## PROBLEM STATEMENT
Looking at the entries, how many lines hold the word "wooden"? State the number by itself.

## Referring expression data
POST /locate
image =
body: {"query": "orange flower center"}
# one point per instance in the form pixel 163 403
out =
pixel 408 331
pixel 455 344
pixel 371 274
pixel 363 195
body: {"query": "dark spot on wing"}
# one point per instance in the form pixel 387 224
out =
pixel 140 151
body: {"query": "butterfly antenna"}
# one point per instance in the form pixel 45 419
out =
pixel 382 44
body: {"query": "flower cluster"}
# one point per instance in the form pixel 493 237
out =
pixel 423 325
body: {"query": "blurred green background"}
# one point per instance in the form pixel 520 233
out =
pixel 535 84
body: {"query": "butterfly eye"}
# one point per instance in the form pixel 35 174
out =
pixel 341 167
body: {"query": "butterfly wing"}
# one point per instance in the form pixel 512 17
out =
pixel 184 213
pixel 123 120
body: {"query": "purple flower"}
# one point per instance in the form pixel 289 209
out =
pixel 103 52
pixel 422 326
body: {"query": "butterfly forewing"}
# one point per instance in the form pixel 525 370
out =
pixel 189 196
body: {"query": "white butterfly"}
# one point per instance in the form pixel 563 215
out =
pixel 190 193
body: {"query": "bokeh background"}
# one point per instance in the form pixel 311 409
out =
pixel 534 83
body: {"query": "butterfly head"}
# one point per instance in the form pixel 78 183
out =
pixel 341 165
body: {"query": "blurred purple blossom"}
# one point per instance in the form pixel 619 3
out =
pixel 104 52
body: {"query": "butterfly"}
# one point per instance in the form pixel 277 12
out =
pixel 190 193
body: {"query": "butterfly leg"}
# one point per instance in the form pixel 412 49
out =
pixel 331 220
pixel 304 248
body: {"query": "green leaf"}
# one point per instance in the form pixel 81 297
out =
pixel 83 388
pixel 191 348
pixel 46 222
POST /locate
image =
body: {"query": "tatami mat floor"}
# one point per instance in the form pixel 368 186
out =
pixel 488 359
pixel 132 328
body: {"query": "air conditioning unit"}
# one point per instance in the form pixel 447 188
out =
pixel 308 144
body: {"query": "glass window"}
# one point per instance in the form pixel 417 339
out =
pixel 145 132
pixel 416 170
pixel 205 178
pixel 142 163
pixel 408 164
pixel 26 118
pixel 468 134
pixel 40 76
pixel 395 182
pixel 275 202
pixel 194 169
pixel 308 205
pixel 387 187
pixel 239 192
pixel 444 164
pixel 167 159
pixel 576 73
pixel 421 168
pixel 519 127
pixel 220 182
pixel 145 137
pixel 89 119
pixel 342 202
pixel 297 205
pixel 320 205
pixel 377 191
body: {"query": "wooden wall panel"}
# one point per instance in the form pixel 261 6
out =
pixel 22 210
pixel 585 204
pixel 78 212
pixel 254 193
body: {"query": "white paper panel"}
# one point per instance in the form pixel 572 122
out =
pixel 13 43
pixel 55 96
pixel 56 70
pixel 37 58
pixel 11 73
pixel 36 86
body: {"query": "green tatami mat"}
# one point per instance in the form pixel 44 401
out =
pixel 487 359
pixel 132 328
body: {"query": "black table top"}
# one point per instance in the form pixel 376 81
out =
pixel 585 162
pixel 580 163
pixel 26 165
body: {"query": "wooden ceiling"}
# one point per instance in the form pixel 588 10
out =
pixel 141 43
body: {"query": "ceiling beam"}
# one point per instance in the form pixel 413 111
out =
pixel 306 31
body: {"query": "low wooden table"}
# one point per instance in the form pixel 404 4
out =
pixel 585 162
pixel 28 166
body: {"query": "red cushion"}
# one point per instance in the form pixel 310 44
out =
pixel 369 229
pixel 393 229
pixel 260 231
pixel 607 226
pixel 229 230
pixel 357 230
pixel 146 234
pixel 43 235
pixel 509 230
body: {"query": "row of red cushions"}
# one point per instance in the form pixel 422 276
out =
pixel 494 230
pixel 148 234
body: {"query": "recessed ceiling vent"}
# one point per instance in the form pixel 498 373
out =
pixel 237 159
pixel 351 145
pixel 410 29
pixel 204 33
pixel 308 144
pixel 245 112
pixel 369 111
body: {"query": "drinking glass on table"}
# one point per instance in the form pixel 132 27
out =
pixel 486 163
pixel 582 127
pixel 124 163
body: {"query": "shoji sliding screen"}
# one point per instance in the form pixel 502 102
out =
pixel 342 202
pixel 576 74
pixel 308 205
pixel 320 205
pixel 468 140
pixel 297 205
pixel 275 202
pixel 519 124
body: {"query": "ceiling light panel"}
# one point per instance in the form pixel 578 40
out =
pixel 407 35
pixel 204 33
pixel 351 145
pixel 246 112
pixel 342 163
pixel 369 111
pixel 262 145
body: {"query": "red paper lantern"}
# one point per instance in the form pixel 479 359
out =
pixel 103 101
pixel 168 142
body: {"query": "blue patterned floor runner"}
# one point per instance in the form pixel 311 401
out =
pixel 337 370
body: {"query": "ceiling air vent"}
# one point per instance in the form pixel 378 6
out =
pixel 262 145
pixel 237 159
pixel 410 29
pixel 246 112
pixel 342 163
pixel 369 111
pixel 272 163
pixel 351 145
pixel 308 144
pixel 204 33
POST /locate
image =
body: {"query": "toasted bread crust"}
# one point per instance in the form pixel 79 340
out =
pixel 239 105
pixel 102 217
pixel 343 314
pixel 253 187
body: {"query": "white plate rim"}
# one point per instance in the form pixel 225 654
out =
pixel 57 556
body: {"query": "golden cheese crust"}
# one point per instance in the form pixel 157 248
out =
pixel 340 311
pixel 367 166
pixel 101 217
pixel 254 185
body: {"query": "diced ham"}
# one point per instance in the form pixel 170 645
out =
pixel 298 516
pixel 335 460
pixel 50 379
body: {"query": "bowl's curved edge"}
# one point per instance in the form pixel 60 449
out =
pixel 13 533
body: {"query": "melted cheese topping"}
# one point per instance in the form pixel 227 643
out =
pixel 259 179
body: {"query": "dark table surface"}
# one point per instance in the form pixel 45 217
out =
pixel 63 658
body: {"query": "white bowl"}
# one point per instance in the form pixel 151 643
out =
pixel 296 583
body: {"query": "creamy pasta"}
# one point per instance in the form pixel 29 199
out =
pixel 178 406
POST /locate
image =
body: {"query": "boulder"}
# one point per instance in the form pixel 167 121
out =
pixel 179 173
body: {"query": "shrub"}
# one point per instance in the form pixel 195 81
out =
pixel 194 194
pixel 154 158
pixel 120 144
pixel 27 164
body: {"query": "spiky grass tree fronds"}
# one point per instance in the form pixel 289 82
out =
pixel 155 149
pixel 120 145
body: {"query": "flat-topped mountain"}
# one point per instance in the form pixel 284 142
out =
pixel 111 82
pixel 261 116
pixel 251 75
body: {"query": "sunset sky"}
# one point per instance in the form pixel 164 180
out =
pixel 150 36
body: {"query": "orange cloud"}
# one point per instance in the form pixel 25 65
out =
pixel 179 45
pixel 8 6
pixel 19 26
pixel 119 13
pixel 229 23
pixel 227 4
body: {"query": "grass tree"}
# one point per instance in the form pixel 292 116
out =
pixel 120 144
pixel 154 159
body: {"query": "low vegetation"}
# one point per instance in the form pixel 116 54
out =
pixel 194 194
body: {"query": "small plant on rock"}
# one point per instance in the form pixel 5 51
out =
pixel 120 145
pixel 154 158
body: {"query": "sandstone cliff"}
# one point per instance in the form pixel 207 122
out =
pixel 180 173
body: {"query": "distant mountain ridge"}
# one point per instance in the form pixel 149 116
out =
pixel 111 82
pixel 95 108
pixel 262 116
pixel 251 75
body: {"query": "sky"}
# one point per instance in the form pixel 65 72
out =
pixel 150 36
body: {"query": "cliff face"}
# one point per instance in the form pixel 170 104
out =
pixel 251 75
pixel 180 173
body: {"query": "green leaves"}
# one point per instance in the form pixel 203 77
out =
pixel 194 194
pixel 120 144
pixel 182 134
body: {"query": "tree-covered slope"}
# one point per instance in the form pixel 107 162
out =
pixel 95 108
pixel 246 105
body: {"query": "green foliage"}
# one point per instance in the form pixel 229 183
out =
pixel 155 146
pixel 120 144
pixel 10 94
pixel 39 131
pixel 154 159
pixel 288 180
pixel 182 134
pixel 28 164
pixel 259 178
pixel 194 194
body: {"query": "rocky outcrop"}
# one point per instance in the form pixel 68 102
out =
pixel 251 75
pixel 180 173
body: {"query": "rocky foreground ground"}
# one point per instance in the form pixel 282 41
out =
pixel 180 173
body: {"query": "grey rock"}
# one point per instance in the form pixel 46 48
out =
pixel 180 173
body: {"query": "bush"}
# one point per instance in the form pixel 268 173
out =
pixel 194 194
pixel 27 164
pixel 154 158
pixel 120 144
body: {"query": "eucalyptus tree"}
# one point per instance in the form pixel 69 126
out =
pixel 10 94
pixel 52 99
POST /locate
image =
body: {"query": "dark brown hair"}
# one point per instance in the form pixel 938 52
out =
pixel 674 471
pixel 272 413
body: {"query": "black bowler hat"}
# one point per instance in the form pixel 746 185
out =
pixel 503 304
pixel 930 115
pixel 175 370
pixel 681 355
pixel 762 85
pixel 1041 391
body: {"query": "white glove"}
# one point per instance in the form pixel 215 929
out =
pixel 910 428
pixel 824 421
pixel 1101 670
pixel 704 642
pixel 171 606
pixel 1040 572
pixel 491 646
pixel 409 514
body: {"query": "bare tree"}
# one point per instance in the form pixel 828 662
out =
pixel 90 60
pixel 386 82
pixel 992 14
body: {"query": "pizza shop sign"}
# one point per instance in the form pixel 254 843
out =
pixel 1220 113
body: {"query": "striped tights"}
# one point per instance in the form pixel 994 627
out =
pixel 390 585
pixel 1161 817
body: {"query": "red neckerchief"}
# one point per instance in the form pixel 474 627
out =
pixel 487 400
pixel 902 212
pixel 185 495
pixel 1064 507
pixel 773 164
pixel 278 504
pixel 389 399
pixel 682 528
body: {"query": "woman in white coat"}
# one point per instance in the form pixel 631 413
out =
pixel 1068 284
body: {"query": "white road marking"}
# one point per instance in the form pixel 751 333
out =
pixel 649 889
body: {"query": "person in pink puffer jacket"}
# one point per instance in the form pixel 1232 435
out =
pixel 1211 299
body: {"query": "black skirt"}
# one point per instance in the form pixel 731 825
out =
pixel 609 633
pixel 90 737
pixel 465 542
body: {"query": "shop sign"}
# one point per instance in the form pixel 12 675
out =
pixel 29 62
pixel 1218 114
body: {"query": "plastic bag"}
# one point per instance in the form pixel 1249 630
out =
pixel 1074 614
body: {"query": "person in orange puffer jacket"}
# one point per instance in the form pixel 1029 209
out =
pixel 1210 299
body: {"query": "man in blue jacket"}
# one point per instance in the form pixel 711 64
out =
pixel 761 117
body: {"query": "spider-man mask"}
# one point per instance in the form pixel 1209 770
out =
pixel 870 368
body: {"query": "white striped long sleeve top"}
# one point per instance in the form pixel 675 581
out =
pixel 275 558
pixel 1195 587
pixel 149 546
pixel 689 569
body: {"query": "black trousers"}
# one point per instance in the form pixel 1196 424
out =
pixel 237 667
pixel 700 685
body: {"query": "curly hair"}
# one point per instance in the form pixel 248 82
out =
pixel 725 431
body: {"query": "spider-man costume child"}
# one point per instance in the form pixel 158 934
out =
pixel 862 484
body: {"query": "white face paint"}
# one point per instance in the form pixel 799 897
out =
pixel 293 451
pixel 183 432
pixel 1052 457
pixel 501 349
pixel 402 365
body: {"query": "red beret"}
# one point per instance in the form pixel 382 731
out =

## ANSWER TO THE EXERCISE
3